__Aim of the task__: Begin at the line that contains "Task: give one point on each instance of the green cucumber" and repeat every line from there to the end of the records below, inclusive, without adding any other line.

__Data provided__:
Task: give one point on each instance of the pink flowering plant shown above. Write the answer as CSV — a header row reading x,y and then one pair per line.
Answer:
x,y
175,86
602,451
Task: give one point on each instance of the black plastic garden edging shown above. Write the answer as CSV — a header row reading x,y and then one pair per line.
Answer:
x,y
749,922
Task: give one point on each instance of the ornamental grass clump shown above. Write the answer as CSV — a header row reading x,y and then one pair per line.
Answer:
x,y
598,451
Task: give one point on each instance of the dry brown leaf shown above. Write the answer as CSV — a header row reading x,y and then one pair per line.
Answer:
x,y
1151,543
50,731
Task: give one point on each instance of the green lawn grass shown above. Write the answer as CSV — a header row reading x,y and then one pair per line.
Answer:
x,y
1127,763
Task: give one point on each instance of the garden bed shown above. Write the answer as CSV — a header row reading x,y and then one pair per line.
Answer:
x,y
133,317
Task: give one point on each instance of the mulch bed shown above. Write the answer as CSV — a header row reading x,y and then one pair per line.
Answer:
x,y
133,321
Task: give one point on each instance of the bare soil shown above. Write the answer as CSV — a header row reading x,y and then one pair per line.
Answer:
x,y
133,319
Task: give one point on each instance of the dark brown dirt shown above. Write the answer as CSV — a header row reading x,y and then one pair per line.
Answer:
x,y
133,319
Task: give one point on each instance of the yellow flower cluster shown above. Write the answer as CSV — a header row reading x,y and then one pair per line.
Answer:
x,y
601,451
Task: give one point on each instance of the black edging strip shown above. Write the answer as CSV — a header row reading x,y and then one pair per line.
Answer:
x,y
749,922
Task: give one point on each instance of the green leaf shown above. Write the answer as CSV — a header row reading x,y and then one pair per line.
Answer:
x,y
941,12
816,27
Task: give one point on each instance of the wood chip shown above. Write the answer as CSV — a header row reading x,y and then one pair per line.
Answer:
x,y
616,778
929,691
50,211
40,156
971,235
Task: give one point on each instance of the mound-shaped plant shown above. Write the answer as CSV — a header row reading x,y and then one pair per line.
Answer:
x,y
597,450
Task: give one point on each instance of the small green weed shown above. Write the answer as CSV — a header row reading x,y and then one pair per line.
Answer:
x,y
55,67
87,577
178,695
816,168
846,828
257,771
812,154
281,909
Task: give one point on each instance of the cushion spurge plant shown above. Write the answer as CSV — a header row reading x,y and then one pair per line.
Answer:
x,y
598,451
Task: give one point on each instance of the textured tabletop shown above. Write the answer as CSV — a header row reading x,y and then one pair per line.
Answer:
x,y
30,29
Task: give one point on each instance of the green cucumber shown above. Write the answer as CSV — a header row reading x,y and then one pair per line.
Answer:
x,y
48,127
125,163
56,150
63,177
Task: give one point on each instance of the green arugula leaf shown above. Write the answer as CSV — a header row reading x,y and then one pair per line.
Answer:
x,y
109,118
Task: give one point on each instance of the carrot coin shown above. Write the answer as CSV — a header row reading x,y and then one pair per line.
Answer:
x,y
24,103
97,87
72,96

__The reply__:
Task: give one point on each instance of the green cucumber shown above. Write the answer as CSV — a header row reading x,y and then one pair per line.
Answer:
x,y
48,127
125,163
56,150
63,177
Task: give one point on each instance of the green arugula leaf shown above. Write the answer as CSV — a header row reading x,y and then one pair per line.
Answer:
x,y
109,118
Task: give one point on each instance of the carrot coin shown above. Write the answer as CSV — a header row reading x,y and then one pair per line.
Answer:
x,y
24,103
97,87
72,96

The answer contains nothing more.